[[ DATA IN THIS EXERCISE open ]]

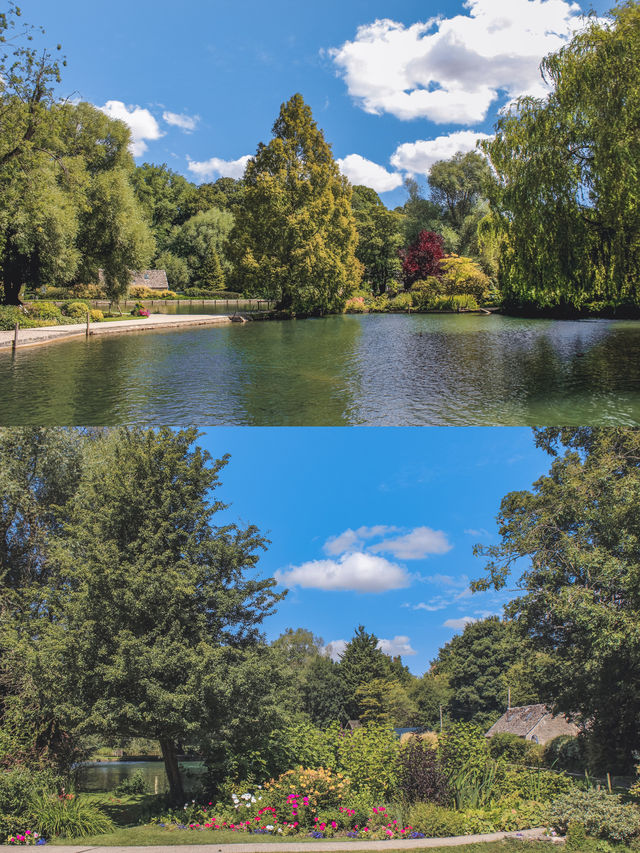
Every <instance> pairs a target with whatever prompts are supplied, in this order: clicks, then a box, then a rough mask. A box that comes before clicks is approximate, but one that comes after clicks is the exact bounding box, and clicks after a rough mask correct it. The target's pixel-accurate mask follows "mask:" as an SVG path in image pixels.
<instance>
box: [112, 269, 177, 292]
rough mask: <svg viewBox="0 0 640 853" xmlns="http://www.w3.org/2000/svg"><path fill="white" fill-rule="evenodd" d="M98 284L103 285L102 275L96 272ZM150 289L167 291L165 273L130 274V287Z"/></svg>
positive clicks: (166, 278)
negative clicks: (142, 287) (146, 288)
mask: <svg viewBox="0 0 640 853" xmlns="http://www.w3.org/2000/svg"><path fill="white" fill-rule="evenodd" d="M98 282H99V283H100V284H103V283H104V273H103V272H102V270H98ZM134 285H135V286H136V287H150V288H151V289H152V290H169V282H168V281H167V273H166V272H165V271H164V270H140V272H132V273H131V283H130V286H131V287H133V286H134Z"/></svg>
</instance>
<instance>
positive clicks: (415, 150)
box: [391, 130, 493, 175]
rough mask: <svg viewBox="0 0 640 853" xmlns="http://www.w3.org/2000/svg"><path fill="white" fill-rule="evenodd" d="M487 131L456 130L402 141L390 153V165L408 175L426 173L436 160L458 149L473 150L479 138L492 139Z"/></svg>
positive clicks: (445, 155) (430, 168)
mask: <svg viewBox="0 0 640 853" xmlns="http://www.w3.org/2000/svg"><path fill="white" fill-rule="evenodd" d="M492 138H493V137H492V136H491V135H490V134H488V133H478V132H477V131H475V130H458V131H456V132H455V133H450V134H448V135H447V136H437V137H436V138H435V139H419V140H417V141H416V142H404V143H403V144H402V145H399V146H398V147H397V148H396V150H395V151H394V153H393V154H392V155H391V165H392V166H394V167H395V168H396V169H401V170H402V171H403V172H407V173H408V174H410V175H426V174H428V172H429V171H430V170H431V167H432V166H433V164H434V163H435V162H437V161H438V160H449V159H450V158H451V157H453V155H454V154H456V153H457V152H458V151H462V152H463V153H466V152H467V151H473V150H474V148H475V147H476V142H477V141H478V140H479V139H492Z"/></svg>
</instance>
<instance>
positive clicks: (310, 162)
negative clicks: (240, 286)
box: [230, 95, 362, 314]
mask: <svg viewBox="0 0 640 853" xmlns="http://www.w3.org/2000/svg"><path fill="white" fill-rule="evenodd" d="M273 133H274V138H273V139H272V140H271V142H270V143H269V144H268V145H264V144H263V143H260V145H259V146H258V151H257V153H256V155H255V157H253V158H252V159H251V160H249V162H248V164H247V170H246V173H245V177H244V180H245V185H246V189H245V192H244V194H243V196H242V201H241V202H240V204H239V206H238V208H237V211H236V228H235V229H234V231H233V232H232V234H231V240H230V243H231V250H232V252H233V255H234V260H235V262H236V270H237V275H238V277H239V284H240V286H241V287H242V289H243V290H244V291H245V292H250V293H251V294H253V295H260V296H268V297H269V298H270V299H275V300H276V301H277V302H278V303H279V306H280V307H281V308H283V309H285V310H291V311H294V312H299V313H305V314H307V313H320V314H323V313H327V312H331V311H337V310H341V309H342V306H343V305H344V302H345V300H346V299H347V297H348V296H349V294H350V293H351V292H352V290H353V289H354V287H356V286H357V285H358V284H359V282H360V278H361V276H362V268H361V265H360V263H359V261H358V260H357V259H356V256H355V249H356V243H357V234H356V228H355V220H354V216H353V212H352V210H351V187H350V185H349V183H348V181H347V179H346V178H344V177H343V176H342V175H341V174H340V171H339V169H338V166H337V164H336V162H335V160H334V159H333V156H332V154H331V148H330V147H329V145H328V144H327V142H326V141H325V139H324V136H323V134H322V131H321V130H320V129H319V128H318V126H317V125H316V123H315V121H314V120H313V117H312V115H311V110H310V108H309V107H308V106H307V105H306V104H305V102H304V100H303V98H302V96H301V95H294V96H293V97H292V98H291V99H290V100H289V101H288V102H287V103H286V104H283V105H282V107H281V109H280V115H279V117H278V119H277V121H276V122H275V124H274V126H273Z"/></svg>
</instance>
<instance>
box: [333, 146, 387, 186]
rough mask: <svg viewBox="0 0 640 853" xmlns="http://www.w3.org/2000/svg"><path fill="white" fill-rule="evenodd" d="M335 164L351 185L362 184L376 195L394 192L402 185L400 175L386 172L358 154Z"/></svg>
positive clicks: (352, 155) (348, 156)
mask: <svg viewBox="0 0 640 853" xmlns="http://www.w3.org/2000/svg"><path fill="white" fill-rule="evenodd" d="M336 162H337V164H338V166H339V168H340V171H341V172H342V174H343V175H346V176H347V178H349V180H350V181H351V183H352V184H363V185H364V186H365V187H371V189H372V190H375V191H376V192H377V193H386V192H389V191H390V190H395V189H397V188H398V187H399V186H400V185H401V184H402V175H399V174H398V173H397V172H387V170H386V169H385V168H384V167H383V166H379V165H378V164H377V163H374V162H373V161H372V160H367V159H366V158H365V157H361V156H360V154H349V155H348V156H347V157H343V158H342V159H341V160H337V161H336Z"/></svg>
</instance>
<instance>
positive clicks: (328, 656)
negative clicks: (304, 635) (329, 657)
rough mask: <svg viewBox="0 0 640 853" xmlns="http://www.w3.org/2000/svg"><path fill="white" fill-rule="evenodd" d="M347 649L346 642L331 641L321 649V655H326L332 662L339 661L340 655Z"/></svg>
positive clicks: (338, 641)
mask: <svg viewBox="0 0 640 853" xmlns="http://www.w3.org/2000/svg"><path fill="white" fill-rule="evenodd" d="M346 647H347V641H346V640H331V641H330V642H329V643H327V645H326V646H323V647H322V654H323V655H327V656H328V657H330V658H331V660H333V661H338V660H340V655H341V654H342V653H343V652H344V650H345V649H346Z"/></svg>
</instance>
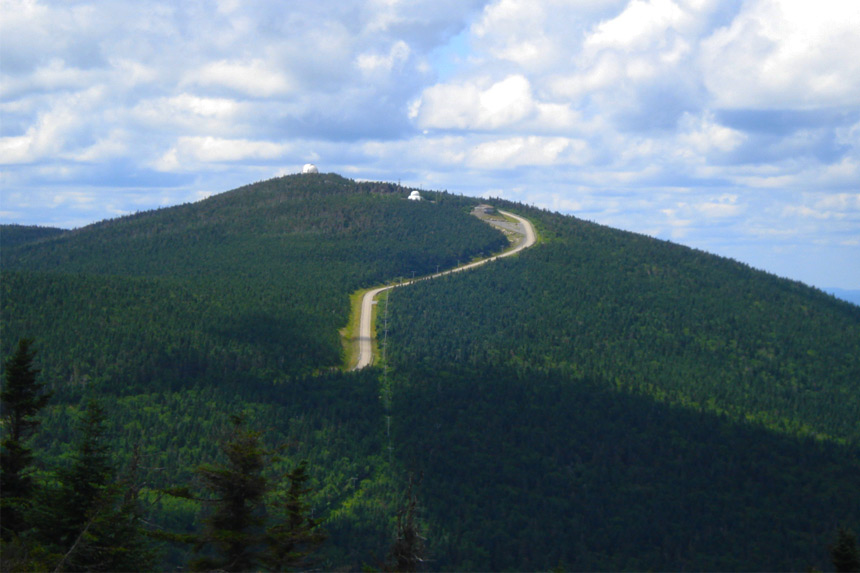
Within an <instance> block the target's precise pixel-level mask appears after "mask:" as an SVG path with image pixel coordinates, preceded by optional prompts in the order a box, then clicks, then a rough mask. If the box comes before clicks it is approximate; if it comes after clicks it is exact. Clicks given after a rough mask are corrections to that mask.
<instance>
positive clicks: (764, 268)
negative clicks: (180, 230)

[[ DATA IN THIS EXERCISE closed ]]

Filter the data, keeping only the lines that contain "image".

Every <instance> pairs a target with whatever prompts are supplied, in this order: clicks, then a box, then a rough mask. A box that comes before clicks is approximate, but one that comes after clicks is the exact bounding box, and clicks after a rough mask correct it. The target's pixel-accurate mask follows "mask:" as an SVG path in image pixels.
Within an <instance> block the target's precise pixel-level mask appears after "mask:" as an SVG path with image pixel coordinates, preceded by optional prompts in the order a box, then clicks, then a rough mask. If the box comes before clicks it is approximate; if it comes after clicks it is exact. Clicks given after a rough mask are corrections to that mask.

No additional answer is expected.